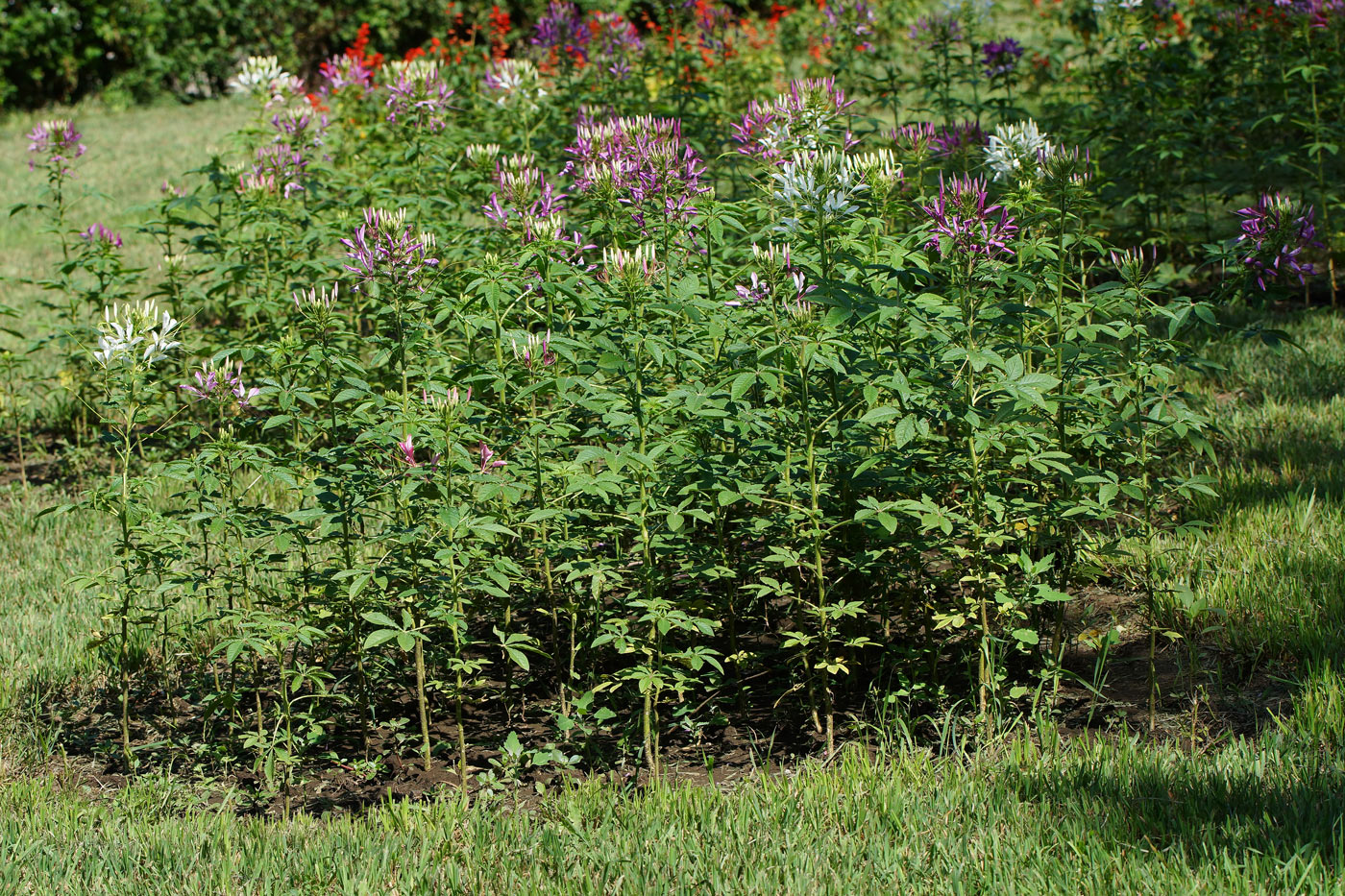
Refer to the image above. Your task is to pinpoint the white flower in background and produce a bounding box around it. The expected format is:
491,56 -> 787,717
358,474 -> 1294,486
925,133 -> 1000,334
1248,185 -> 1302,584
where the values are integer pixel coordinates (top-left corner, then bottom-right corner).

--

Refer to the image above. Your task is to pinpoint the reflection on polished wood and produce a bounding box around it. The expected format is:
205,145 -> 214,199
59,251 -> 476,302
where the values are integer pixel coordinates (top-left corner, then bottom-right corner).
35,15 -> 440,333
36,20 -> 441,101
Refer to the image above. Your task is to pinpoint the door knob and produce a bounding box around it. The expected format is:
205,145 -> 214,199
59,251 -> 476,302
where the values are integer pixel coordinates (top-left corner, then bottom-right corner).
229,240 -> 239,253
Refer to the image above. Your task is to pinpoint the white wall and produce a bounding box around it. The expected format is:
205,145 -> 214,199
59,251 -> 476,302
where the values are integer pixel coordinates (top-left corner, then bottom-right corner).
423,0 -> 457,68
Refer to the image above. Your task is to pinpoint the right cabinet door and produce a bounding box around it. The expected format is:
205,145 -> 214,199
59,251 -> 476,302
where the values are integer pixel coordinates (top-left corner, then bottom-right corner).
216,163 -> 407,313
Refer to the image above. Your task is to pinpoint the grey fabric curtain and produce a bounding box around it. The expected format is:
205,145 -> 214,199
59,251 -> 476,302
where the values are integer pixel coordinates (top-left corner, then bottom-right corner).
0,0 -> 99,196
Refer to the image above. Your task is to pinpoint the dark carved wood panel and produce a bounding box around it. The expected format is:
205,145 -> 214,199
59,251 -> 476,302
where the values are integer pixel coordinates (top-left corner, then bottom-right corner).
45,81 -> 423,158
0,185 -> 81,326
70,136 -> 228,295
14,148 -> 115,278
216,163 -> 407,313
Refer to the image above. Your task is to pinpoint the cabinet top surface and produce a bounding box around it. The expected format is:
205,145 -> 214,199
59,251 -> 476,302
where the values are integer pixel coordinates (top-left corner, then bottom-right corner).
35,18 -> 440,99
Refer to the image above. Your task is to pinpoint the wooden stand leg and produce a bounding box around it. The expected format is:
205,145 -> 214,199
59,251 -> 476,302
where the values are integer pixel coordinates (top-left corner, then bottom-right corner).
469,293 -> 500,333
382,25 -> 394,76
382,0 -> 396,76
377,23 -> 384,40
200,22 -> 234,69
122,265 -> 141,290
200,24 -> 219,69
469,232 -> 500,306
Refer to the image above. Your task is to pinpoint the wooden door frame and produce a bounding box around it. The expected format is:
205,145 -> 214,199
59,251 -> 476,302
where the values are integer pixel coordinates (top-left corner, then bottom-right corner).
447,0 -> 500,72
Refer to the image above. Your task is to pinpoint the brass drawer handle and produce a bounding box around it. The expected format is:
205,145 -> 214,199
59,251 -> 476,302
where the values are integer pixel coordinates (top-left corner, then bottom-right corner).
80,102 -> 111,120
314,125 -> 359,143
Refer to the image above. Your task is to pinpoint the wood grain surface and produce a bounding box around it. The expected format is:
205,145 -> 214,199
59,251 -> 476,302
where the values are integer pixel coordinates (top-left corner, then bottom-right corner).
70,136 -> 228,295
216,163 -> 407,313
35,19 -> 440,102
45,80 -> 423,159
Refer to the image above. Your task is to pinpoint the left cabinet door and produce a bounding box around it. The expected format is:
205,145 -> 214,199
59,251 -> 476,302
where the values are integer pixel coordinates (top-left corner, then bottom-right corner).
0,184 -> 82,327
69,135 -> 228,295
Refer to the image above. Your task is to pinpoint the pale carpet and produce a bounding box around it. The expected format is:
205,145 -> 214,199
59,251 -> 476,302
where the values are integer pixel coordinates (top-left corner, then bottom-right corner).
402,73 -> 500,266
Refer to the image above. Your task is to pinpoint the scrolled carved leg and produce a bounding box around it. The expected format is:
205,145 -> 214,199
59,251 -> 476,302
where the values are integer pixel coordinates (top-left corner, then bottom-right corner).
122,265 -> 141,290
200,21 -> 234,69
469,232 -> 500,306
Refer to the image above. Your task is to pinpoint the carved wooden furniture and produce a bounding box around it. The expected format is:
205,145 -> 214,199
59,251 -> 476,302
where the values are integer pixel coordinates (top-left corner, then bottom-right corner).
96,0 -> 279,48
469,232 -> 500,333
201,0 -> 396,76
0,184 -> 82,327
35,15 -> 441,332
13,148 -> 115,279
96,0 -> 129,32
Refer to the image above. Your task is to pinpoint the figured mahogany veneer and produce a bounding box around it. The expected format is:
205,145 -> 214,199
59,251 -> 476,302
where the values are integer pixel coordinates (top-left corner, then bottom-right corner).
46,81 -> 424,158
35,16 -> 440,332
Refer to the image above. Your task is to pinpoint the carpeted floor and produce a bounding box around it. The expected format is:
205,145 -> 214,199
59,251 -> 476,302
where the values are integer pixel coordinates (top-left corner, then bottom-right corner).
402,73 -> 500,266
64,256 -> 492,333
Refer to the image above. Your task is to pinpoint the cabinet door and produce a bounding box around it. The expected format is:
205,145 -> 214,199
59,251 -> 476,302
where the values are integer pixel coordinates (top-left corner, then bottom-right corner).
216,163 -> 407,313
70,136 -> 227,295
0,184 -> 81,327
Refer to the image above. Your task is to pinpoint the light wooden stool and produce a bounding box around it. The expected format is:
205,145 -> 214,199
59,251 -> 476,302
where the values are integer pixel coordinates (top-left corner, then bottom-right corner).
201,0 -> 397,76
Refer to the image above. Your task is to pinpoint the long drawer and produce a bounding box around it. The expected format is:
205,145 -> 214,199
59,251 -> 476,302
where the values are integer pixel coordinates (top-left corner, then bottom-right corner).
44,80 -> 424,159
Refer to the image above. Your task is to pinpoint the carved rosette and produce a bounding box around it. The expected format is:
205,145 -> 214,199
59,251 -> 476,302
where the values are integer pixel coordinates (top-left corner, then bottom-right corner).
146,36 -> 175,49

...

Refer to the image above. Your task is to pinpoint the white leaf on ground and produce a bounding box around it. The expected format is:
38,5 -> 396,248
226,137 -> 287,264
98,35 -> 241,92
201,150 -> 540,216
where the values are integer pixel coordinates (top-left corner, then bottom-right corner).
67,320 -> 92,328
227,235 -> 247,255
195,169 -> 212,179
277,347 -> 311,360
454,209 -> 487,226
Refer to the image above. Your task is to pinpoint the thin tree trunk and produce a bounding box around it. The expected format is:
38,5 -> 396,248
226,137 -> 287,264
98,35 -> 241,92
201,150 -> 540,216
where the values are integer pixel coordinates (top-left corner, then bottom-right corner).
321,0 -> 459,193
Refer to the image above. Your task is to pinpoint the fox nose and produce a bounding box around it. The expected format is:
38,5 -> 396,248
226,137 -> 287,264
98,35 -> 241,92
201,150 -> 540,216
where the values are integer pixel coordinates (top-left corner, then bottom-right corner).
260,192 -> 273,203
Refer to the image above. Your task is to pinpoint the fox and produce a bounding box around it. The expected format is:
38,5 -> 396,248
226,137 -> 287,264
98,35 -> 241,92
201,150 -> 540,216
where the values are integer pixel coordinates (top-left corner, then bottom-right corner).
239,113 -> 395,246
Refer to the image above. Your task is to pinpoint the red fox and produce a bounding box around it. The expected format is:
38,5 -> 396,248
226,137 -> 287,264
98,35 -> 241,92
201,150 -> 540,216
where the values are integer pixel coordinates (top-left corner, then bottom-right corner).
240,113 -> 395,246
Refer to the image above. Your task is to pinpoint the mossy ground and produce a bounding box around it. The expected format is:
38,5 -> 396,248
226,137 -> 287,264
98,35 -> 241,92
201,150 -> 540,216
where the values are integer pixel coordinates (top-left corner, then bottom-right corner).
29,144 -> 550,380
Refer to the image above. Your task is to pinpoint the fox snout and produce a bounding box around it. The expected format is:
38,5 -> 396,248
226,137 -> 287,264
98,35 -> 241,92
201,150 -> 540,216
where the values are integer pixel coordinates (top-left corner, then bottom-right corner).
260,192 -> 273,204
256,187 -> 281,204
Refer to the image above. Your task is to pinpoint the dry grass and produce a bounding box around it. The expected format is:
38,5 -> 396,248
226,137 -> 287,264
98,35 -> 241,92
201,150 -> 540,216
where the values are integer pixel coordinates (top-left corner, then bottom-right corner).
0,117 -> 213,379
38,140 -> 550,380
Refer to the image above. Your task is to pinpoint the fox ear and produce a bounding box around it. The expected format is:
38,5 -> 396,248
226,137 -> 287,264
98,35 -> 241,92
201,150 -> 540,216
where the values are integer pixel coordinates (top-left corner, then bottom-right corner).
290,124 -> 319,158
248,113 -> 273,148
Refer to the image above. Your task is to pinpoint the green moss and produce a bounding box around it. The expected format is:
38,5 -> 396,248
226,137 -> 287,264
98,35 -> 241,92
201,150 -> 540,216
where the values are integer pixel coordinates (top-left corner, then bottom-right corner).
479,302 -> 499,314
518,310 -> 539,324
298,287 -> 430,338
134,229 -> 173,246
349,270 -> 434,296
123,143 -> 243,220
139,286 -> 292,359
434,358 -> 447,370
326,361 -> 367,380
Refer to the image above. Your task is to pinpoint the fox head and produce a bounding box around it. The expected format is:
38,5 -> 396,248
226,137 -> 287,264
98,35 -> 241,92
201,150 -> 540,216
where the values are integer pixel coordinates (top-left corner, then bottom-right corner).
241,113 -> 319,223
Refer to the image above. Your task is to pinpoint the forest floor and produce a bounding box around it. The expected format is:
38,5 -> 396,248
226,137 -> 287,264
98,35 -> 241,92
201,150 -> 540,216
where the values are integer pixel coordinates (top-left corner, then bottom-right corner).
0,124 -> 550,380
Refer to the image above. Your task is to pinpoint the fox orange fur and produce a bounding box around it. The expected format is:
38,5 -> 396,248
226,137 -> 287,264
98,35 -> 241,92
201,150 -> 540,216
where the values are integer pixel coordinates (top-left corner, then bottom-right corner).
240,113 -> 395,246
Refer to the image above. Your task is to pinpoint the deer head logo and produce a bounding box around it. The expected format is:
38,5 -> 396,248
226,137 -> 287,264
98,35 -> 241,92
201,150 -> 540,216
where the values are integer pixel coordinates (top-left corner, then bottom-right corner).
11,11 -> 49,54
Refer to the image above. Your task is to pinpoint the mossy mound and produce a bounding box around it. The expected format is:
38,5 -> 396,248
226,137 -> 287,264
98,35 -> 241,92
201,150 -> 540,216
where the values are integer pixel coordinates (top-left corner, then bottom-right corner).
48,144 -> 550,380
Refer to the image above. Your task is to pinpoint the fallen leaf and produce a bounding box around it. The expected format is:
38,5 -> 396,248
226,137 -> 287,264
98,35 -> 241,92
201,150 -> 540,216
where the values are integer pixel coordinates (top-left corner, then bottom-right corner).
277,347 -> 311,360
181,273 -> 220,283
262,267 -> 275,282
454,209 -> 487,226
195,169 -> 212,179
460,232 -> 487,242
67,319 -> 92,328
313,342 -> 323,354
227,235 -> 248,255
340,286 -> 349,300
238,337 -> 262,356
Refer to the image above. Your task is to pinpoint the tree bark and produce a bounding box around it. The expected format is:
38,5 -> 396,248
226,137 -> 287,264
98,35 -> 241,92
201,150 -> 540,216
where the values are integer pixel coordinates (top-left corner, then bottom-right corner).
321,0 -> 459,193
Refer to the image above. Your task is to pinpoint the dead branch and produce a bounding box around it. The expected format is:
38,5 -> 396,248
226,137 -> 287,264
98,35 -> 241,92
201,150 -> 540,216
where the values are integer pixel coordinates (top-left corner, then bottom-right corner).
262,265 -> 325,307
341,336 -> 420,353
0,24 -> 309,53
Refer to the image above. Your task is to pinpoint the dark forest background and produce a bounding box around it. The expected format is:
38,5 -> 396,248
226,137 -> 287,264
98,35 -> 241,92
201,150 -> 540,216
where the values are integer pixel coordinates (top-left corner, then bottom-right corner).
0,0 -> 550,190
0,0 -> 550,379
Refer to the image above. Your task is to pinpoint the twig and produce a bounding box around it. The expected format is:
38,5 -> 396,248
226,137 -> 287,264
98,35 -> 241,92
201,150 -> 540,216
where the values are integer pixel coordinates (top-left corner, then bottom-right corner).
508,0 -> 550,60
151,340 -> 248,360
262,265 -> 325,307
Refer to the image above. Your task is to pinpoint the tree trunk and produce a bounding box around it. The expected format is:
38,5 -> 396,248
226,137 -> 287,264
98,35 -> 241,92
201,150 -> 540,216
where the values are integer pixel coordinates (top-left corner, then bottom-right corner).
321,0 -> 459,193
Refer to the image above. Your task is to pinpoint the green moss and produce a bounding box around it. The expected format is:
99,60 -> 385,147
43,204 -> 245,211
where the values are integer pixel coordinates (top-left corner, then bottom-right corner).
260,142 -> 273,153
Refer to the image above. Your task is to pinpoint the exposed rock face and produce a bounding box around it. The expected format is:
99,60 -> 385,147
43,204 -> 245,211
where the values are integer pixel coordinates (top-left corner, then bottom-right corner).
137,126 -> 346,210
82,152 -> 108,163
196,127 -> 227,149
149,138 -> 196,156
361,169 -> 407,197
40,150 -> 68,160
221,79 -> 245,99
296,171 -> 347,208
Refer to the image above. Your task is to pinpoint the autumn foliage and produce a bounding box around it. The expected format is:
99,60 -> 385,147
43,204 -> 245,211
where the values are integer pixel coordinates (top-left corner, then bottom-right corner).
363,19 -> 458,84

Short exercise
Rewrite the material starting at the line containing "the white leaf" and ending at the line containing "67,320 -> 92,328", with "pinpoint" changed to "locate" and nothing else altered.

Output for this exercise
Refer to the image above. Your task is to locate the white leaf on ground and produce a bounding box around it. The expected format is:
38,5 -> 396,248
226,137 -> 287,264
98,35 -> 241,92
201,150 -> 540,216
where the values are integer pixel coordinates (top-left corner, then bottom-right corner).
67,320 -> 92,328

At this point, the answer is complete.